## DESCRIPTION OF THE TASK
Count the lines in the items below that contain the string "foliage", treating uppercase and lowercase as different. Reply with the number alone.

start RECORDS

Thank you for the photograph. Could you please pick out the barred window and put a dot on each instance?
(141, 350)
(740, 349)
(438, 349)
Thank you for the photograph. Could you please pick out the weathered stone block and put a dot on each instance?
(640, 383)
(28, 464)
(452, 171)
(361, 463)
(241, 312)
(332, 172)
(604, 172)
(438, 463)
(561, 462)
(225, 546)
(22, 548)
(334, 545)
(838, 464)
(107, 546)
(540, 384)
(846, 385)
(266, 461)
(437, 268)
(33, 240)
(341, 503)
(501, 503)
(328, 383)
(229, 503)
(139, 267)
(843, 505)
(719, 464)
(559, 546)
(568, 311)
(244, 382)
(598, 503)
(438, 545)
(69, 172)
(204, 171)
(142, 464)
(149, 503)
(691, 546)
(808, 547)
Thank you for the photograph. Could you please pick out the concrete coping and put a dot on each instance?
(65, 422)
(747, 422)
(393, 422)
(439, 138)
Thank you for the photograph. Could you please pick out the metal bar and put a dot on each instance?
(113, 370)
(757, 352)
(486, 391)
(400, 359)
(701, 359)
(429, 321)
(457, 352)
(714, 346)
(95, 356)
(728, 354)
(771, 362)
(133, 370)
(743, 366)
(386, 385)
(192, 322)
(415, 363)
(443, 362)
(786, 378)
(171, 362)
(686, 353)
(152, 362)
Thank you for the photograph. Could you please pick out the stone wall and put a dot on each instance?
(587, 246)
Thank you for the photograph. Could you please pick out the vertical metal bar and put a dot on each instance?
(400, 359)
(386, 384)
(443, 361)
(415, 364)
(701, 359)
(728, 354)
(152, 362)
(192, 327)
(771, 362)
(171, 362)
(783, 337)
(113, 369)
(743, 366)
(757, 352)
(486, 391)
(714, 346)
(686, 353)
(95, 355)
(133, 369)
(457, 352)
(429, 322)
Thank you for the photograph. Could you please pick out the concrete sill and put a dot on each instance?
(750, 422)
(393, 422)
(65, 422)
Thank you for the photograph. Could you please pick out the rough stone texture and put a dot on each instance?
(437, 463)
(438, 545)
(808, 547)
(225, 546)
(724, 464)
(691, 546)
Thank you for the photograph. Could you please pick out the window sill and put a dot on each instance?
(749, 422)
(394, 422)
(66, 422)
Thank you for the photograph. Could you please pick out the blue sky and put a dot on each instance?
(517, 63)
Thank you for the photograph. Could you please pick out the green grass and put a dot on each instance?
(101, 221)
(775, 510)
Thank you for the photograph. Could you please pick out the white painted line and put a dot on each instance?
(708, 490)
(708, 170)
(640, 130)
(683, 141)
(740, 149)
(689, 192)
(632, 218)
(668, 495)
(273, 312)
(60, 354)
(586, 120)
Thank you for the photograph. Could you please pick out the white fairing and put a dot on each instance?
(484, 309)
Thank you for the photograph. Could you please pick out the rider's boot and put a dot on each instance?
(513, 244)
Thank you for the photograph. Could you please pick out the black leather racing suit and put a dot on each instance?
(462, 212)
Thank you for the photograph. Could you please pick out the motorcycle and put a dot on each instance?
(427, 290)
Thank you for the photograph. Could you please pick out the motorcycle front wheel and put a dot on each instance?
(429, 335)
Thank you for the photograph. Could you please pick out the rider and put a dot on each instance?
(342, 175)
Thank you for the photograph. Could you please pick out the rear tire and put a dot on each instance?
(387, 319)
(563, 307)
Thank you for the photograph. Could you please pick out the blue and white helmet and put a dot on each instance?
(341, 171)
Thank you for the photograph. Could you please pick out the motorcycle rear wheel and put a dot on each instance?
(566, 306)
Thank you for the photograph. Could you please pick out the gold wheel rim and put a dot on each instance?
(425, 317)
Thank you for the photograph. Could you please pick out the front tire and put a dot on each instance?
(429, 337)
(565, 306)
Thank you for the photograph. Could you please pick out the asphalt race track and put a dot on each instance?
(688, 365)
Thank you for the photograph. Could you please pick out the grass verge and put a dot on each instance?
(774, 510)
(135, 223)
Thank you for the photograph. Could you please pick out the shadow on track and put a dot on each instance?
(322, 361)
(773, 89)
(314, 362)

end RECORDS
start RECORDS

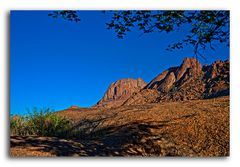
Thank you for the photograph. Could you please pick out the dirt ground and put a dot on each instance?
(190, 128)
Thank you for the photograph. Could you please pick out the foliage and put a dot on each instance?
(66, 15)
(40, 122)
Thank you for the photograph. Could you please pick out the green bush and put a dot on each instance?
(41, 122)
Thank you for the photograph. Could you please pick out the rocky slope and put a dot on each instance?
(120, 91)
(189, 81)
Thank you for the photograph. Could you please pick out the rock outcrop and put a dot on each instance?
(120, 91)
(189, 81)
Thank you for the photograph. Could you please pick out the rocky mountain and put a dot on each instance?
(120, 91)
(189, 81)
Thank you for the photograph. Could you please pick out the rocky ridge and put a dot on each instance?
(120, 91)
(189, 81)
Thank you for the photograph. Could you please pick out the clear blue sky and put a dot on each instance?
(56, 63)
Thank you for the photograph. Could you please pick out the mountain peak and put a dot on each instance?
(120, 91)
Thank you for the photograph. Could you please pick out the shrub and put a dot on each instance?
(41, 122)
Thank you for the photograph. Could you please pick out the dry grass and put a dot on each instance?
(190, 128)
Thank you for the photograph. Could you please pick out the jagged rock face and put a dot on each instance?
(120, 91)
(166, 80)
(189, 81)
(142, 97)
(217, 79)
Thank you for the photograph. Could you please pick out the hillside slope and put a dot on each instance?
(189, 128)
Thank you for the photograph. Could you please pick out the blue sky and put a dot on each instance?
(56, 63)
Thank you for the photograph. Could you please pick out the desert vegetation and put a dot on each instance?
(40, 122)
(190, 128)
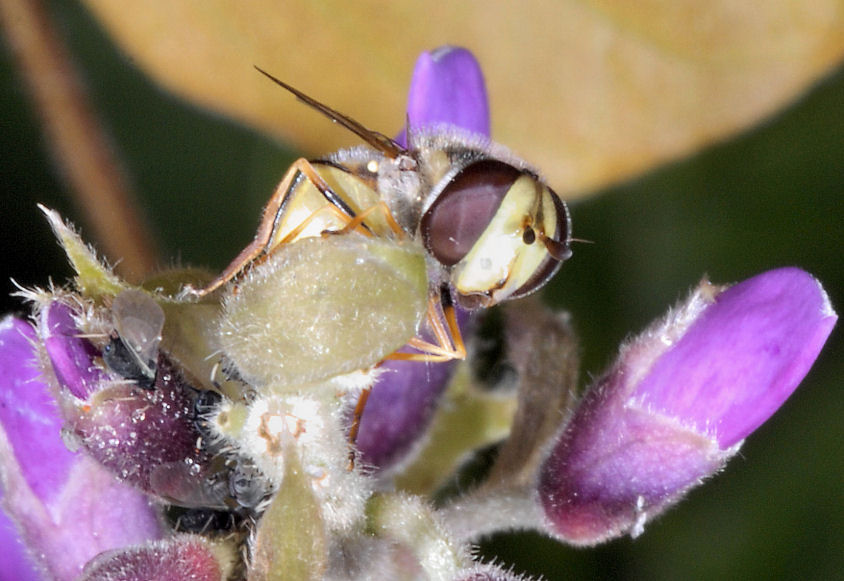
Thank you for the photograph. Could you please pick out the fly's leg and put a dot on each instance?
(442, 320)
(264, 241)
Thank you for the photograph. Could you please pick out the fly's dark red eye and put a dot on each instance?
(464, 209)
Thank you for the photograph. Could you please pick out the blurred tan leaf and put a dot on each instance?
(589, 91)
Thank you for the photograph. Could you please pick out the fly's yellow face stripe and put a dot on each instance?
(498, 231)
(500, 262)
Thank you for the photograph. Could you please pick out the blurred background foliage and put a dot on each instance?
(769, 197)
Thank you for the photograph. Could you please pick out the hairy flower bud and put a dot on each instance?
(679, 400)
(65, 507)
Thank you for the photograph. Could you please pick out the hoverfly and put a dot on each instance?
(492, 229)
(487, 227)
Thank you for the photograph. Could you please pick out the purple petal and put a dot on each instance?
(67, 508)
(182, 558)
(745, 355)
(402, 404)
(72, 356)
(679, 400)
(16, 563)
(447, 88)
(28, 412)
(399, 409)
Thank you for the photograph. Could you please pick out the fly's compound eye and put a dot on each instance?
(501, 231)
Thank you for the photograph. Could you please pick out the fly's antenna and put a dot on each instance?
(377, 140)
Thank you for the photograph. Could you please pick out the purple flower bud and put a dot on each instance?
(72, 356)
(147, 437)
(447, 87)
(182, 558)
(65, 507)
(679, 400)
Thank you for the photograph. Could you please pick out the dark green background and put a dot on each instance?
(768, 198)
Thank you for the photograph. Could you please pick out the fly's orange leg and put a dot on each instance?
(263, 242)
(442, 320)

end RECORDS

## FINAL RESULT
2